• [Problem details]: Reproduce word for word the part of the email thread below starting with "You've still not" and going on through "isn't the bottleneck.".

— START Source —

2006-10-19 Thread Zachariah Mully
On Thu, 2006-10-19 at 21:59 +0200, Marten Lehmann wrote:
> Hi,
> 
> > What is I/O load on the new server? on the old server? Was your test set
> > representative of your production system? 
> 
> the test system has much older hardware than the pretty new production 
> server (Xeon 3.4 with RAID5 and SCSI HDs). Old and new server are the 
> same from the hardware side, we have just changed the software.

So your old mailserver (maildir) and your new cyrus server are on two
different machines? Was the test server also running RAID5 for the
spool?

> Even syncing from an IMAP server in the internet to my local server was 
> faster.

To which local server, your Cyrus server or your Maildir server?

> I guess its none of them. uptime shows
> 
> 21:04:59 up 1 day,  5:46,  7 users,  load average: 29.10, 43.29, 41.94

What is the load a result of? Are you doing av checks on the new server?
You've still not answered the fundmental question, what is causing this
load?

> I can easily copy large amounts of files within the system, so it is 
> definetely not a problem of the filesystem. Syncing is always slow, of 
> course large mails take a bit longer, but that isn't the bottleneck.

Large being *greater* than the fs cache? What fs are you using? Is the
same as the one on your old Maildir system?

> The question is: What is Cyrus doing in the background when doing an 
> APPEND in IMAP (I guess thats the way new messages are added)? When I 
> can copy 20 files within a second in the filesystem, but only 1 in three 
> seconds through IMAP, whats wrong then?

You've not told us whether or not the load is a result of Cyrus
processes. Is it? Which Cyrus process? Authenication? IMAP? what?

— END Source —
— START Dataset —

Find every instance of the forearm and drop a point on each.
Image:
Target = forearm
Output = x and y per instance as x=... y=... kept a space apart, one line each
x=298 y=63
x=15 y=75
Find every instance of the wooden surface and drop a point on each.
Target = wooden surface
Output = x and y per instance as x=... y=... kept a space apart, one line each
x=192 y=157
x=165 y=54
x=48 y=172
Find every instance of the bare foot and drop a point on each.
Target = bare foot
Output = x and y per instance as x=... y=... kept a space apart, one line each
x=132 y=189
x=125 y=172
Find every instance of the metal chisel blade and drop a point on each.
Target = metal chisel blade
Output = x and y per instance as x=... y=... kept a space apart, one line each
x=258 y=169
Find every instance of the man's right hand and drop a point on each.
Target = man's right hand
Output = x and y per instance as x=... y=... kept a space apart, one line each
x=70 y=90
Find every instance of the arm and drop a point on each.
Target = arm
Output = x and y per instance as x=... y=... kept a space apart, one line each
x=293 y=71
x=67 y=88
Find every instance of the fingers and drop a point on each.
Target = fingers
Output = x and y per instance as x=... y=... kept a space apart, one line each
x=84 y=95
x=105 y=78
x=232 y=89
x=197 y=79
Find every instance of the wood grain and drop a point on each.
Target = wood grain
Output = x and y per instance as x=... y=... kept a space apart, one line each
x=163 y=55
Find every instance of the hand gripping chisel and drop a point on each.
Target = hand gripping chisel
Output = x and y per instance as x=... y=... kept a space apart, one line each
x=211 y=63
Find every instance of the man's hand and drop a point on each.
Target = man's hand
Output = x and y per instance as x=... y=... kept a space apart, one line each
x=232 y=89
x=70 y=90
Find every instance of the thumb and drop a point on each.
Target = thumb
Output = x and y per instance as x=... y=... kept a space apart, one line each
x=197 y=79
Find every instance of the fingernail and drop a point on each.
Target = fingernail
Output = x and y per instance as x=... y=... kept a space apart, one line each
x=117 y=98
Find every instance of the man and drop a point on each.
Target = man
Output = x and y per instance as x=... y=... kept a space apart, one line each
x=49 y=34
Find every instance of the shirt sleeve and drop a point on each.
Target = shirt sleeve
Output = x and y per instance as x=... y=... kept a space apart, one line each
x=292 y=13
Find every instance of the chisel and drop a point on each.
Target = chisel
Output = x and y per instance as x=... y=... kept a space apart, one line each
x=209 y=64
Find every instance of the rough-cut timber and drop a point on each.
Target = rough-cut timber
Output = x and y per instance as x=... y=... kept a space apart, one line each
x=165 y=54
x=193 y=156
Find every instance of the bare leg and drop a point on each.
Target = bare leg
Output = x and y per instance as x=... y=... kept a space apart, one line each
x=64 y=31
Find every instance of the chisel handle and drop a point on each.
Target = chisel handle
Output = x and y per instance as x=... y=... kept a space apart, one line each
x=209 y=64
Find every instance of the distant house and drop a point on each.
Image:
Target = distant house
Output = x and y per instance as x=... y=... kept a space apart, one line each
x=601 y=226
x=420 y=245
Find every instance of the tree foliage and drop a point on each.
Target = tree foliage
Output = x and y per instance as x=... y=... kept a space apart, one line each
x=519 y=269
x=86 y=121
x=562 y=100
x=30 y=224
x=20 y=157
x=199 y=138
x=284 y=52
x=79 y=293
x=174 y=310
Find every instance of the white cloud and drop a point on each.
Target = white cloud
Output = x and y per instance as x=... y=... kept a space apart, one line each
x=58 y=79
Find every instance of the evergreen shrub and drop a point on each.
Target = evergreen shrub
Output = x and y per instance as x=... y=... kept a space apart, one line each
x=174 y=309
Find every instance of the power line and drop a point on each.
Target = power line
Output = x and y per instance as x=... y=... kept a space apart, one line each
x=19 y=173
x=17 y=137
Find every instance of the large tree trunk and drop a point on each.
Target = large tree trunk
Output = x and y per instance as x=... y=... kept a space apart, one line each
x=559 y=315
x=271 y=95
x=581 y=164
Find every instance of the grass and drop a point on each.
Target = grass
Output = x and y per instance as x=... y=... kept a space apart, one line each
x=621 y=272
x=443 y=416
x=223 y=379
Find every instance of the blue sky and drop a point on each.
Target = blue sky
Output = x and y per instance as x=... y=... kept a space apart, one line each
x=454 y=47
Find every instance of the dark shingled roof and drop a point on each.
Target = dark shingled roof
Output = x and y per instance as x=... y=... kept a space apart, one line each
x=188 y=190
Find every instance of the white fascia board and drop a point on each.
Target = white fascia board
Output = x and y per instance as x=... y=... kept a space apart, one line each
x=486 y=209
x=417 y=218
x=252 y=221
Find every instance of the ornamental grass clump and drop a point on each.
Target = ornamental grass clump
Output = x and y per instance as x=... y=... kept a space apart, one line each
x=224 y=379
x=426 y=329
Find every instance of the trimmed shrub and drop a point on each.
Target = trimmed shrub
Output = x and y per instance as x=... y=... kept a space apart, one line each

— END Dataset —

• [Answer to this exercise]:
You've still not answered the fundmental question, what is causing this
load?

> I can easily copy large amounts of files within the system, so it is 
> definetely not a problem of the filesystem. Syncing is always slow, of 
> course large mails take a bit longer, but that isn't the bottleneck.